Translate this sentence from the column about phone boxes into Spanish: "We had mums, dads and plenty of phone boxes of course, which tended to serve a similar purpose."

▶ _Extracted text_:
=== Section Start ===
Saturday, 30 August 2008

Mum’s the word when you can’t find a phone box to call home from

It’s probably just another one of those signs of the times – the kind that makes you feel your age and want to sit down for a bit. They’re closing down telephone boxes and opening up after-school sex clinics. How the heck did that happen?She was approached for advice by three boys, aged 13, 14 and 15, who’d not yet embarked on intimate relationships but who were thinking about it and wondering about the wisdom of making the move.

Maybe you have to be 15 to understand why. Maybe you have to have no fond memories of bright red kiosks with heavy black handsets and buttons A and B, breaking their promises to give change.

Maybe you have to have a teenager’s need to talk about sex – rather than an old person’s need to talk to friend on a public phone.

We never had them in my day – sex advice centres, that is.

We had mums, dads and plenty of phone boxes of course, which tended to serve a similar purpose.

“Dad, I’ve not got much change but I missed the last bus and Jimmy’s bringing me home later.”

“No he isn’t. I’ll come and get you now pip-pip-pip-pip...”

Dads, public phones and the inescapable ET compulsion to phone home were the finest forms of safe sex all those lifetimes ago. Safe as houses. Nothing ever happened – well, nothing much and then only rarely.

Virtue was maintained, thanks to the parental Vauxhall Victor taxi service and that oft-repeated warning: “Don’t let me down!”.

Now everybody has a mobile phone, little or no inclination to confide possibility of hanky-panky to a parent and an inexplicable preference for chatting about hormone rushes and schoolgirl crushes to strangers with filing cabinets full of glossy leaflets.
=== Section End ===
Dataset entries:
=== Section Start ===
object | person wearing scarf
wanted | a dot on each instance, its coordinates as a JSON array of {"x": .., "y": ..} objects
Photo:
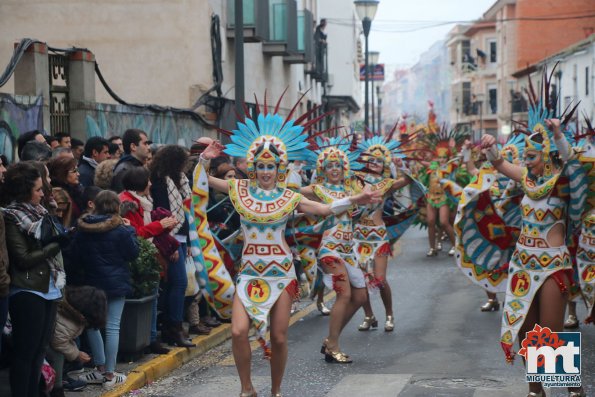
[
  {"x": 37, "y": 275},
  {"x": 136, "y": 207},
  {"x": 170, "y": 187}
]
=== Section End ===
=== Section Start ===
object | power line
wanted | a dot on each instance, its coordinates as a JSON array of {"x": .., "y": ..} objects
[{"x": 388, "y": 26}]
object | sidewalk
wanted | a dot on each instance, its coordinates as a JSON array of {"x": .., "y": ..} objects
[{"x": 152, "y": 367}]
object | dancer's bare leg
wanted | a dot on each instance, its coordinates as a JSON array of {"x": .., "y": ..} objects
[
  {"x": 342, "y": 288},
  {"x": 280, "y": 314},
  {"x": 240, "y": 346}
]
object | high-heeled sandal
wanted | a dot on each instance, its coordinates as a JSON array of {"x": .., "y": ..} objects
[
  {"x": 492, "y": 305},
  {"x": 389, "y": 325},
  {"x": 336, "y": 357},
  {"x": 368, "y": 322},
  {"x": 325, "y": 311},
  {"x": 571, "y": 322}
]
=== Section End ===
▶ _Task solution_: Teníamos mamás, papás y, por supuesto, muchas cabinas telefónicas, que solían cumplir una función similar.